***** EXERCISE INPUTS
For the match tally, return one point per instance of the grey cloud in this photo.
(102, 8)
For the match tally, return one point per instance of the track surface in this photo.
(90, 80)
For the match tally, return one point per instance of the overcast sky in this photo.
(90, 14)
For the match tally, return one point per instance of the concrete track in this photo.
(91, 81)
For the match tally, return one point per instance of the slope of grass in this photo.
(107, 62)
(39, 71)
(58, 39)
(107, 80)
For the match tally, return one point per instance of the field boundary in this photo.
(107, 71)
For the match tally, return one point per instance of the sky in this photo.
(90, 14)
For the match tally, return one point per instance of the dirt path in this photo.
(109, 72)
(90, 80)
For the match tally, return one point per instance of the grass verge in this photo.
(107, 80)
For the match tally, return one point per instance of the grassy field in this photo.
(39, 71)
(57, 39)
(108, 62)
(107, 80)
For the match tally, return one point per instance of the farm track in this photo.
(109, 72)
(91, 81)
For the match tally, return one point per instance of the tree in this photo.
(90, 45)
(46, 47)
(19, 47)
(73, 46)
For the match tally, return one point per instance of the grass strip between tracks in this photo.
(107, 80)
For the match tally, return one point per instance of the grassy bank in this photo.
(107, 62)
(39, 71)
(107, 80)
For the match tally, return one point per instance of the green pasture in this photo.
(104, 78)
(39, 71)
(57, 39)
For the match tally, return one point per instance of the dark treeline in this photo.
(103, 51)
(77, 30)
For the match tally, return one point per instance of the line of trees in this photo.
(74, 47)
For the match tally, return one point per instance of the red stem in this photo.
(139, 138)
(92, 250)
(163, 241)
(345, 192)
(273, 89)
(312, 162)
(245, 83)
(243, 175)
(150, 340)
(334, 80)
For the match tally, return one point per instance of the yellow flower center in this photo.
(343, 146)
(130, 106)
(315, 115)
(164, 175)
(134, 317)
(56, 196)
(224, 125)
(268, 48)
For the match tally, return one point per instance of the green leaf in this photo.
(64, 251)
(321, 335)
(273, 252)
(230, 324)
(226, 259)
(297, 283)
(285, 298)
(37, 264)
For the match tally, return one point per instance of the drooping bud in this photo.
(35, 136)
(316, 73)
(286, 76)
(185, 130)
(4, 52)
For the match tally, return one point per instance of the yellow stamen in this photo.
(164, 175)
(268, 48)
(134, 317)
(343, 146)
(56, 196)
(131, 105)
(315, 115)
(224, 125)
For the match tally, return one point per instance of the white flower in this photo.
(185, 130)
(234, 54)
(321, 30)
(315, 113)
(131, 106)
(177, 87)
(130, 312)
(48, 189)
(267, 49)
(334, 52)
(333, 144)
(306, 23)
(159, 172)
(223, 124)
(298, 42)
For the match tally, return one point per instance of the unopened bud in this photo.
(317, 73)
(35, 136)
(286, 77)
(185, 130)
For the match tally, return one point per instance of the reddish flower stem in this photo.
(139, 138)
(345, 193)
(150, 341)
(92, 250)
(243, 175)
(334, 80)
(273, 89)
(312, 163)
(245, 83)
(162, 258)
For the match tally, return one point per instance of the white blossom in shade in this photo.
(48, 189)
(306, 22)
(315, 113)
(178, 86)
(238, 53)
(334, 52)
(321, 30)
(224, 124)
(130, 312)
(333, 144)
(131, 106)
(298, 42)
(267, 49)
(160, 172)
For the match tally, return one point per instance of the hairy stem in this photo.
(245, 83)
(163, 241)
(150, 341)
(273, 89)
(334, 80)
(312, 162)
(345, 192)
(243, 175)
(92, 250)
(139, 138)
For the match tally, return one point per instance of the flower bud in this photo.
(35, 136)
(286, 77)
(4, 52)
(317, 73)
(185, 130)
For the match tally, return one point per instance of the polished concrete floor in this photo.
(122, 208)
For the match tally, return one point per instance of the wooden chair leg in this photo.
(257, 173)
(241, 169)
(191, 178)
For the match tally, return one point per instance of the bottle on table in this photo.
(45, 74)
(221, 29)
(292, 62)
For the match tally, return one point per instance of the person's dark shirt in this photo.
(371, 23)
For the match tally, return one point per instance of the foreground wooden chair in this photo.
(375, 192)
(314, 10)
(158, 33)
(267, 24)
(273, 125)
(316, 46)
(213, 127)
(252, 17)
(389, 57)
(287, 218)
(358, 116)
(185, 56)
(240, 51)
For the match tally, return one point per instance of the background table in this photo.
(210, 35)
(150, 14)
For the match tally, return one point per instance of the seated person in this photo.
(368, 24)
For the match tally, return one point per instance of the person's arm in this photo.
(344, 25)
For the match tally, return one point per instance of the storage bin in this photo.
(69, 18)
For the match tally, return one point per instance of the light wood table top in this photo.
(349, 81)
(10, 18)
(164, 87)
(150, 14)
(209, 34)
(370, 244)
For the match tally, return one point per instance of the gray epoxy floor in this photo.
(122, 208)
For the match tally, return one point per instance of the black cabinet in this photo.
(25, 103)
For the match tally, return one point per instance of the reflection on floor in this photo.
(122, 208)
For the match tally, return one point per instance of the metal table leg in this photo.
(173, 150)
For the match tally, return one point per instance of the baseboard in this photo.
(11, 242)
**********
• **REQUIRED ACTION**:
Print the line containing "table leg in this photo." and every line after it to the end of the records above, exactly as written, and nothing else.

• **ANSWER SPACE**:
For the match tally, return one point per instance of the metal table leg in this photo.
(173, 150)
For the match tally, return one point per instance of the baseboard in this photo.
(11, 242)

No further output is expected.